> **SHORT PROBLEM**:
Repeat word for word everything in the records from the line containing "sunset gradient sky" down to the end of the records.

╔══

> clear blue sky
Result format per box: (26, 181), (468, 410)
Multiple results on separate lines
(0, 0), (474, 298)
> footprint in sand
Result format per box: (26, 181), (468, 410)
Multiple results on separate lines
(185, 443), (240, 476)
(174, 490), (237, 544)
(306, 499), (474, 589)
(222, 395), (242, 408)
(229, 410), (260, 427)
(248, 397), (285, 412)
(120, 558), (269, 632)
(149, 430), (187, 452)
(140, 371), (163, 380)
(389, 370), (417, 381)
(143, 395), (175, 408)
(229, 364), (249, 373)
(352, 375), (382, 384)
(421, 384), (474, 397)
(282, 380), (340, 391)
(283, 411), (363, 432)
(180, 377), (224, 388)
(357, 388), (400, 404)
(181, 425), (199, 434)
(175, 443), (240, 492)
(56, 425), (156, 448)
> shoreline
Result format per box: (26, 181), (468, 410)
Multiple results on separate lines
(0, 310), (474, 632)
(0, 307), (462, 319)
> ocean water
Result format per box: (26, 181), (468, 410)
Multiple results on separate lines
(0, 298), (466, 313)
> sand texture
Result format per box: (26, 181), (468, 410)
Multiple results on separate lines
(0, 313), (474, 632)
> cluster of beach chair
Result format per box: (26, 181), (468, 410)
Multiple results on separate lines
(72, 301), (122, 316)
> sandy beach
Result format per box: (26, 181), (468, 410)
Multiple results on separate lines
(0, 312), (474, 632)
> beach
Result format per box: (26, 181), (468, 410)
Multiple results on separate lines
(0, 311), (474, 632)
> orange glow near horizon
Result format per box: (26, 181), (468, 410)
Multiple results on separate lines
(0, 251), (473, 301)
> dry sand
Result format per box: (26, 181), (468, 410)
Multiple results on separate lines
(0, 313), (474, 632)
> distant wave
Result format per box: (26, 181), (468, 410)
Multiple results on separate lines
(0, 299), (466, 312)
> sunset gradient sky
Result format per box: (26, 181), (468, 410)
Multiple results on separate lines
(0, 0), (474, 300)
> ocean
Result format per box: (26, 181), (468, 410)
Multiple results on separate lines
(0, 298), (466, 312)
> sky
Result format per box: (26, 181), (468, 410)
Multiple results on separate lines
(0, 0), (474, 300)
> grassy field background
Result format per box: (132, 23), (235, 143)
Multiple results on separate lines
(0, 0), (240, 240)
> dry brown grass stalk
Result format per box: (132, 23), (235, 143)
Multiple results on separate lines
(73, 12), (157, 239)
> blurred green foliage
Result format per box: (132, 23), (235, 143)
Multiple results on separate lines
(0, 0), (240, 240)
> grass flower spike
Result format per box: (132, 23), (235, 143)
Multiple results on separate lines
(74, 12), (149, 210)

╚══

> **SOLUTION TO THIS PROBLEM**:
> sunset gradient sky
Result format per box: (26, 181), (468, 410)
Multiple results on separate lines
(0, 0), (474, 300)
> ocean
Result format per box: (26, 181), (468, 410)
Multiple results on separate lines
(0, 298), (466, 312)
> sky
Result format per box: (26, 181), (468, 410)
Multiple results on separate lines
(0, 0), (474, 300)
> grassy field background
Result format per box: (132, 23), (235, 143)
Multiple results on separate lines
(0, 0), (240, 240)
> dry brown grass stalk
Result format per box: (132, 23), (235, 143)
Multiple results on separate lines
(73, 12), (157, 239)
> blurred green foliage
Result format per box: (132, 23), (235, 143)
Multiple results on separate lines
(0, 0), (240, 240)
> grass flower spike
Result format per box: (132, 23), (235, 143)
Multiple results on separate lines
(74, 12), (149, 210)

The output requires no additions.